**QUESTIONS**
a. Decide whether each statement agrees with the SWE-gen getting-started guide below, answering yes or no and quoting the deciding words: (i) the pinned repository should match commit e804af9; (ii) task validation runs without containers; (iii) GITHUB_TOKEN may be derived from the last entry in GITHUB_TOKENS.
b. Resume the SWE-gen getting-started guide below, picking up right after its final sentence.

**TEXT PROVIDED**
##########

SWE-Lego Live / swegen
Getting Started#
Set up the block and run your first task generation pass
SWE-gen wraps the pinned repos/swegen checkout in the SWE-Lego-Live block layout. The pinned repository is recorded as a gitlink under subblock/swegen/repos/swegen and should match commit e804af9.
Prerequisites#
- Docker - task validation and task execution use containerized Harbor tasks.
- Python - install the SWE-gen package from
repos/swegen. - GitHub tokens - used for PR collection and PR metadata lookup.
- OpenAI-compatible LLM endpoint - used for PR evaluation and task instruction generation.
- Claude-compatible task model - used by the task completion stage.
1. Enter the block#
Run commands from the block root:
cd subblock/swegen
Confirm the pinned repo exists:
git rev-parse HEAD:repos/swegen
The expected pin for this docs site is:
e804af92aad81f42928453959e24e3f5dc666c44
2. Install the environment#
Create the block virtual environment and install SWE-gen:
python3 -m venv artifacts/envs/swegen-env2
source artifacts/envs/swegen-env2/bin/activate
pip install -U pip
pip install -e repos/swegen/
If you already maintain a compatible environment, activate it before running the scripts. The important requirement is that swegen resolves to the pinned checkout.
3. Configure credentials#
Set runtime inputs in the shell or in a local env file that is not committed:
export GITHUB_TOKENS="ghp_xxx,ghp_yyy"
export OPENAI_API_KEY="..."
export OPENAI_API_BASE_URL="https://example.com/v1"
export OPENAI_MODEL="openai/MiniMax-M2.7"
export ANTHROPIC_MODEL="claude-sonnet-4-6"
GITHUB_TOKEN may also be derived from the first entry in GITHUB_TOKENS. Do not commit tokens or local env files.

##########

**INFORMATION**
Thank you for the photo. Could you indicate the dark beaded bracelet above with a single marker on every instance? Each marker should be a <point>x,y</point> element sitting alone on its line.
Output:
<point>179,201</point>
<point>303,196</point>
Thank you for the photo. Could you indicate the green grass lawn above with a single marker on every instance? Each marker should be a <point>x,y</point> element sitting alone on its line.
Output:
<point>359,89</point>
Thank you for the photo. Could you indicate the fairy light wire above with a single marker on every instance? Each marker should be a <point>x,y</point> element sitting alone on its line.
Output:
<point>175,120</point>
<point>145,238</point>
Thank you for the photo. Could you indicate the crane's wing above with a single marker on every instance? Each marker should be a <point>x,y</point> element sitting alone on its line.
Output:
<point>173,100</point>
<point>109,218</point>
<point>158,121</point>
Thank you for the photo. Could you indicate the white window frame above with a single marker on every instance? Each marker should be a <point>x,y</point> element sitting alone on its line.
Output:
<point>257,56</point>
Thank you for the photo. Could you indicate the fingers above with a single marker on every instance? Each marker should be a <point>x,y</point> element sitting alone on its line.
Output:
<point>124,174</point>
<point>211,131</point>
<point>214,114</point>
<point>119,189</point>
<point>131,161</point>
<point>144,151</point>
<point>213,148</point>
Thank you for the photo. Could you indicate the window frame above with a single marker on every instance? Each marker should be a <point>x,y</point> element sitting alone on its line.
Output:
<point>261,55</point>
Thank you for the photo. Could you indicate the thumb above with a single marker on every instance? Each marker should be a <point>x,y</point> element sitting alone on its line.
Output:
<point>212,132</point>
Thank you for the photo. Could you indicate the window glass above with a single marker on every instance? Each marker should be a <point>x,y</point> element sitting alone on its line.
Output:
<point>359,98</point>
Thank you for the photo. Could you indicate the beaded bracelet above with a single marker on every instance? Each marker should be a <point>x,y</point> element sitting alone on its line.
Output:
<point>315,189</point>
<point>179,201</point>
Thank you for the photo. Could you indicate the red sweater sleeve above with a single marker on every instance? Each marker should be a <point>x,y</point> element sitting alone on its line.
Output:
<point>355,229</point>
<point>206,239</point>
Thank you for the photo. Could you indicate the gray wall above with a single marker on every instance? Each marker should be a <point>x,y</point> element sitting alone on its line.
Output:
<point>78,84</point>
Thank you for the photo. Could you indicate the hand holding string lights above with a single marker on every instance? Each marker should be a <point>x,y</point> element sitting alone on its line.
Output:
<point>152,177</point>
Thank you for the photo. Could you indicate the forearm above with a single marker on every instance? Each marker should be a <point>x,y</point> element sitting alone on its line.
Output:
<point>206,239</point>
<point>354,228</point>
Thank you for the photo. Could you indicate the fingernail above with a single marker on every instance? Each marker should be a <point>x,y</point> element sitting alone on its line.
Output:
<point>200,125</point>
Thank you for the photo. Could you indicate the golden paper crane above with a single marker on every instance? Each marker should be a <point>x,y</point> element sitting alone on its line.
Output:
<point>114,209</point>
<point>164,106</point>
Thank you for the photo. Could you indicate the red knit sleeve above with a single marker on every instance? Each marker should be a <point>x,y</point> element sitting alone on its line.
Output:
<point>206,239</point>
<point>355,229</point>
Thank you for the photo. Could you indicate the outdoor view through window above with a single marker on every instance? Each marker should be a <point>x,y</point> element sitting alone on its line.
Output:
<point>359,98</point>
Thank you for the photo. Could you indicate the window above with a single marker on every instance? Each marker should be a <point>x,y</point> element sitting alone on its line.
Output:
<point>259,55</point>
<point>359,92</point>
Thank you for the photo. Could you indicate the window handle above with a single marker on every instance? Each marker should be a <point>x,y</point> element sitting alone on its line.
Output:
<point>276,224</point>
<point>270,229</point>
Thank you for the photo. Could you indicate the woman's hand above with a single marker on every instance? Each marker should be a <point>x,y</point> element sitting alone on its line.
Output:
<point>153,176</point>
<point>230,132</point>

##########

**ANSWER LIST**
a.
(i) Yes: "should match commit e804af9."
(ii) No: "task validation and task execution use containerized Harbor tasks."
(iii) No: "GITHUB_TOKEN may also be derived from the first entry in GITHUB_TOKENS."

b.
4. Run a dry run#
Check the block before starting a large batch:
bash scripts/dryrun.sh
This validates expected directories, config values, and basic runtime dependencies. Fix dry-run failures before launching generation.
5. Run a smoke generation#
For a small first pass, run a single language at low concurrency:
N_CONCURRENT=1 bash scripts/create_py.sh
For the full multi-language run:
bash scripts/create_all_bg.sh
Per-language scripts are available for py, js, ts, go, c, cpp, java, and rust.
6. Resume after moving nodes#
If you restored a March state package into a new clone, check the batch state before running generation. SWE-gen stores batch state under a filename derived from input_ids_file.resolve(). A new clone path creates a new hash even when the relative input file is the same.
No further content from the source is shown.